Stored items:
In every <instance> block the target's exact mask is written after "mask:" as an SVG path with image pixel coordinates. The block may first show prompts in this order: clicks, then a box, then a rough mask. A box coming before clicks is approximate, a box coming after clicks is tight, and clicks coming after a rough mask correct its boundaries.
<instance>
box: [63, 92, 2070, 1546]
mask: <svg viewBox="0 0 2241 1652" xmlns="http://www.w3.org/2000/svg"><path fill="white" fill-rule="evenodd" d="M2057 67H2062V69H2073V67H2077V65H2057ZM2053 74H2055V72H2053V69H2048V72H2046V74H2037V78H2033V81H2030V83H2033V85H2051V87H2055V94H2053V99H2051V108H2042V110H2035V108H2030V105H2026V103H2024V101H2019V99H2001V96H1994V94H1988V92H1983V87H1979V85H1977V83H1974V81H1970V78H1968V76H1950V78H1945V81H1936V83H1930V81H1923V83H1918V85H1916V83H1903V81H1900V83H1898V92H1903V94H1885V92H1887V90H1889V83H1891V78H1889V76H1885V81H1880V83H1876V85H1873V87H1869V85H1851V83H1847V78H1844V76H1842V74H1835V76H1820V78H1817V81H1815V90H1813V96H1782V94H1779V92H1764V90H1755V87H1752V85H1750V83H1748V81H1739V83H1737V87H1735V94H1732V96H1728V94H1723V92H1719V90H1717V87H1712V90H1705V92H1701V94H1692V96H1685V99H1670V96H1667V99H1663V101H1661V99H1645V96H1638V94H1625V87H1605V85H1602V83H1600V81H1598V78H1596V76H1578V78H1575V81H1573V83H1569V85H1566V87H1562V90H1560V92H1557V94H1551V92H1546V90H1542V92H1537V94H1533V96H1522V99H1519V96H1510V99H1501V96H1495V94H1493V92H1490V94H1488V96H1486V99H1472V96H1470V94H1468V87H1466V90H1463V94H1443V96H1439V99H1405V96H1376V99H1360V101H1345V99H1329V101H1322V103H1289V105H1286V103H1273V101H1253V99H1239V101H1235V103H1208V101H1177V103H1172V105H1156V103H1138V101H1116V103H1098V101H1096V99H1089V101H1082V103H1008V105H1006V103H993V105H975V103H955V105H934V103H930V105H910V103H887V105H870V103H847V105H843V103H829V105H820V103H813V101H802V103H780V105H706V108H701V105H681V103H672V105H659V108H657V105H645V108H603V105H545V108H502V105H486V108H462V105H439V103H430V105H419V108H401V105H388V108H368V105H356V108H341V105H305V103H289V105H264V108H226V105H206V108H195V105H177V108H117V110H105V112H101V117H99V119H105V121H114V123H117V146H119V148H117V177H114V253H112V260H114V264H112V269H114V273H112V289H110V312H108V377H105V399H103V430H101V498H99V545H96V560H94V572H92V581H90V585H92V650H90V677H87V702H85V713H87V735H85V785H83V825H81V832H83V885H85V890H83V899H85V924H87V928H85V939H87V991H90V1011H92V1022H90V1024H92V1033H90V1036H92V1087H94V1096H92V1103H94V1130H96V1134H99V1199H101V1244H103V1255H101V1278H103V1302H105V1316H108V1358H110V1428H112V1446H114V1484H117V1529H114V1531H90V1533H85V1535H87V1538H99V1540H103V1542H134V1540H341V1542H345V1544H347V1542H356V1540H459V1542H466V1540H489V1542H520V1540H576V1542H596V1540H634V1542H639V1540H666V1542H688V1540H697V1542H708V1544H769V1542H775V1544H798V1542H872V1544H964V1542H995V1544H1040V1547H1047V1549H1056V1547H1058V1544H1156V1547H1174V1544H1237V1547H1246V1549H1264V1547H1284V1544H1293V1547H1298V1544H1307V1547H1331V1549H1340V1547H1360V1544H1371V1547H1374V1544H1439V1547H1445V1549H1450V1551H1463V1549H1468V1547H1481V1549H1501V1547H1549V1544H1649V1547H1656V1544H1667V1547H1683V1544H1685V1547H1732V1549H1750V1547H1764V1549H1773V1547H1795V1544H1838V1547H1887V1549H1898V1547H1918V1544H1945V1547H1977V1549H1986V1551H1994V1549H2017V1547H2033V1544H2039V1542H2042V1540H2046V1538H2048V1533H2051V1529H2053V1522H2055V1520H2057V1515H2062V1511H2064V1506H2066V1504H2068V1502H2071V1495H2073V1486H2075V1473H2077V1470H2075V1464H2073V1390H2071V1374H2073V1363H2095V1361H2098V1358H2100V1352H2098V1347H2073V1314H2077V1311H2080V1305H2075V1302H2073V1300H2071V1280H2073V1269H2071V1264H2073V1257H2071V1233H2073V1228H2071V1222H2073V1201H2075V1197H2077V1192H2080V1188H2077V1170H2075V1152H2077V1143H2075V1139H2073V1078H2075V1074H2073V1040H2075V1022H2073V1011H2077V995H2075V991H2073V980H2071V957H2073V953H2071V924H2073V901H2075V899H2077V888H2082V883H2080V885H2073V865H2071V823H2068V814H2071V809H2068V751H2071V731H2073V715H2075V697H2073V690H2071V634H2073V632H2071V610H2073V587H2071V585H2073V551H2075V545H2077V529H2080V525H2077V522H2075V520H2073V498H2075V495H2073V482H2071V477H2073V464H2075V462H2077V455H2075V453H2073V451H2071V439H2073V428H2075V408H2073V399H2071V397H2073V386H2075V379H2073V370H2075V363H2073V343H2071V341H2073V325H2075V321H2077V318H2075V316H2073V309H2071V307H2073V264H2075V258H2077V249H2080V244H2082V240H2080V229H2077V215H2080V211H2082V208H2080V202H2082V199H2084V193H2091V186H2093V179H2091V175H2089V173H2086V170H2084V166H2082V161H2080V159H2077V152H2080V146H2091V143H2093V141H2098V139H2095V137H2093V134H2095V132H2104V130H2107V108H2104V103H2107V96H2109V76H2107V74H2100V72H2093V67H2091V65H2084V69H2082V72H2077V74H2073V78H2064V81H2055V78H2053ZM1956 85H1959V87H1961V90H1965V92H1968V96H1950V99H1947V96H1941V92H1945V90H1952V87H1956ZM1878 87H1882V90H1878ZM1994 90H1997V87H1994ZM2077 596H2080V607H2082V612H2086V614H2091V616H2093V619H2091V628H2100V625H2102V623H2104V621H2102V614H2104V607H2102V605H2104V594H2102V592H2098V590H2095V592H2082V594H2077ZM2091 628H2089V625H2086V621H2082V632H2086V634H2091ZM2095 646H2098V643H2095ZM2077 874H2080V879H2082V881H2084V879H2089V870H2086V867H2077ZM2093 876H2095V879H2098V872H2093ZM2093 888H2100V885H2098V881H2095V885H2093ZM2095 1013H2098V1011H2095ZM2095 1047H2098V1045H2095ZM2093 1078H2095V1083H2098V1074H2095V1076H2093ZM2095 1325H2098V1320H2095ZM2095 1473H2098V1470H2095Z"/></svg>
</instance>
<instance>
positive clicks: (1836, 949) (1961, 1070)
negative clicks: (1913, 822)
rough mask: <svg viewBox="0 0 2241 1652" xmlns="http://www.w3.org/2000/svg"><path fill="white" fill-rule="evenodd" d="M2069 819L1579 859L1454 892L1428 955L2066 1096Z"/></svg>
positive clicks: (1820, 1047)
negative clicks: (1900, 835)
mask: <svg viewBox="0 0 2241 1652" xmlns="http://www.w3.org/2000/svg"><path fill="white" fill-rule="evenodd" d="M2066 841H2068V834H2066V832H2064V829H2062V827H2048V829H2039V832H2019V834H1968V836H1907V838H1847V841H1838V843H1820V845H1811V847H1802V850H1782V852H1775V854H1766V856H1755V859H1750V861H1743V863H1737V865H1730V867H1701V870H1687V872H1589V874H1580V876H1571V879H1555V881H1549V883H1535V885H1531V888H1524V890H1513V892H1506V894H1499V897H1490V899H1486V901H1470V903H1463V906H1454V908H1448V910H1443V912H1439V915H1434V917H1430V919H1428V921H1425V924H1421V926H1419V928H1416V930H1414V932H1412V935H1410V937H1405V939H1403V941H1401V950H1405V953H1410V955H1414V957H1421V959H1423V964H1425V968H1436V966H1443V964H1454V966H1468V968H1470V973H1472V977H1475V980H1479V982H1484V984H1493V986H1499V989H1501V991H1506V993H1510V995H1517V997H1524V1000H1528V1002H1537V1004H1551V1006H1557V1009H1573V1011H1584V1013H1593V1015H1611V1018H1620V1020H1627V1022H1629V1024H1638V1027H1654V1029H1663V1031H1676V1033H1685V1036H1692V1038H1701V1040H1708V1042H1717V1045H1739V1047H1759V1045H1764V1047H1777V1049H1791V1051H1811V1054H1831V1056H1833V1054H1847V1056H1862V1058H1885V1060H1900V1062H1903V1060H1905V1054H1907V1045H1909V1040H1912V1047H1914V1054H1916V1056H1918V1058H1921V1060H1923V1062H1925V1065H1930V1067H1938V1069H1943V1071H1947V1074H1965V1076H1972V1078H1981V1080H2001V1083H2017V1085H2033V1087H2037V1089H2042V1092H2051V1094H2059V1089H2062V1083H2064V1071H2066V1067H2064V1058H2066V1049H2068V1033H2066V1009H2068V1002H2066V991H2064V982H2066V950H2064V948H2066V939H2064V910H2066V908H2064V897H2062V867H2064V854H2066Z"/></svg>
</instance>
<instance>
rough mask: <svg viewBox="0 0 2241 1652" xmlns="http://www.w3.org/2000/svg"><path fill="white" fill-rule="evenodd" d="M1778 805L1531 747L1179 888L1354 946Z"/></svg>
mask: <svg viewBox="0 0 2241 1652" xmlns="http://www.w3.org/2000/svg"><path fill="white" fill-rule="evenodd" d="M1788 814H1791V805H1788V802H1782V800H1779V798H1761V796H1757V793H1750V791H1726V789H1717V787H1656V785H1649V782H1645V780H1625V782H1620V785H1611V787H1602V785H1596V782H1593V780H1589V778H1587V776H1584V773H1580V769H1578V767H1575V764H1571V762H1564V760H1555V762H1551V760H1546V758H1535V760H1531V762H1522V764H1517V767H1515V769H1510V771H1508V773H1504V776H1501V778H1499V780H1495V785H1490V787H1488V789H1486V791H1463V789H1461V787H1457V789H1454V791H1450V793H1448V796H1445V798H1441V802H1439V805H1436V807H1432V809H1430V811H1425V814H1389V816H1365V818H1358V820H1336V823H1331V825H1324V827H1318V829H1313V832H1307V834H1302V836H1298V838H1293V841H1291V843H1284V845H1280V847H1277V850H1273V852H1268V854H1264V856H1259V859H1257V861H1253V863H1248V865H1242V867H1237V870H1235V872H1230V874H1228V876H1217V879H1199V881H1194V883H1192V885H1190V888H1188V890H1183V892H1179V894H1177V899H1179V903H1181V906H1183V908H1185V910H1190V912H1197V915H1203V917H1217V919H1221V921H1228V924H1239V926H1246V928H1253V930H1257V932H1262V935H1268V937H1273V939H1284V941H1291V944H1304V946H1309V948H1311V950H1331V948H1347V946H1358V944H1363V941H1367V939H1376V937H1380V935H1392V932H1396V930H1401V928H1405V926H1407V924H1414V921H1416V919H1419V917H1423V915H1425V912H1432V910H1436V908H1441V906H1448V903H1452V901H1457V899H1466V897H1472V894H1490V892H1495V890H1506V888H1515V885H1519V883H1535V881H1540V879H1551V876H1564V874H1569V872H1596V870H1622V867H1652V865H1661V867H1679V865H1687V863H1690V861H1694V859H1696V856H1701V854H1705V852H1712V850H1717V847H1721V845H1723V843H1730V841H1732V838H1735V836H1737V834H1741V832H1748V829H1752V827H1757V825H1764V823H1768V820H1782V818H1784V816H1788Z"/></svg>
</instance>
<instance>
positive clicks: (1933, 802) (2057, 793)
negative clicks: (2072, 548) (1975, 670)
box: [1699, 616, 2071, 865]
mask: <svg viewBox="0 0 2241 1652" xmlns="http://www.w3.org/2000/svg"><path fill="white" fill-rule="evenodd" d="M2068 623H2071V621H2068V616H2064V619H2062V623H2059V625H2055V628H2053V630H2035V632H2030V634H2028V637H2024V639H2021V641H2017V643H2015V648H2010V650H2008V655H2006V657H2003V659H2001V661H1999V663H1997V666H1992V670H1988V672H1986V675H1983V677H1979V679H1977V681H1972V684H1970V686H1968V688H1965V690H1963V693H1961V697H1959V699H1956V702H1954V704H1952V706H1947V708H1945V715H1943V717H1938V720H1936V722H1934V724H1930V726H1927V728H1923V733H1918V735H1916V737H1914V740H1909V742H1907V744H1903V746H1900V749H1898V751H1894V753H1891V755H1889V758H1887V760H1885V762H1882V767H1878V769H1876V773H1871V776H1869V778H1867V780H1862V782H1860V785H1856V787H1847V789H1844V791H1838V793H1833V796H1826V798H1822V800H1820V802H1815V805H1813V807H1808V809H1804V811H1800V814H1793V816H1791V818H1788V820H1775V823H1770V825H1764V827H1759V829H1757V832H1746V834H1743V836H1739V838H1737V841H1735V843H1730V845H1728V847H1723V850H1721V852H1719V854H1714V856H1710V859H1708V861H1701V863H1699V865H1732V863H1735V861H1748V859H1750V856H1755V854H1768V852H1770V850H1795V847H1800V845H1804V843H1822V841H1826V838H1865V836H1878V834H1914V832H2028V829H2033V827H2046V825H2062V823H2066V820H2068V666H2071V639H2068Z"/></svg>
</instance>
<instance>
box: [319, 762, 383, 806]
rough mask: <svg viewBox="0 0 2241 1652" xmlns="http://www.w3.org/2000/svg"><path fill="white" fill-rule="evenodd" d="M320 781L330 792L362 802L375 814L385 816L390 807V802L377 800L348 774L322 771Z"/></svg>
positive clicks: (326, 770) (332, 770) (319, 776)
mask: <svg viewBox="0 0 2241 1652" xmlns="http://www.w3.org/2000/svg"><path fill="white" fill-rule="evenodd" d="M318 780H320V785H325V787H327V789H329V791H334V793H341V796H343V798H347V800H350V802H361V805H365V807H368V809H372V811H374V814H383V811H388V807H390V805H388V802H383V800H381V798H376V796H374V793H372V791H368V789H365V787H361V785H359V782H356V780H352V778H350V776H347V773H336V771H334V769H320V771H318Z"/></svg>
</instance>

Exercise: Find every line in the records above that holds the word "negative", and copy each one.

Response area:
negative clicks: (1913, 822)
negative clicks: (1900, 835)
negative clicks: (2072, 548) (1975, 670)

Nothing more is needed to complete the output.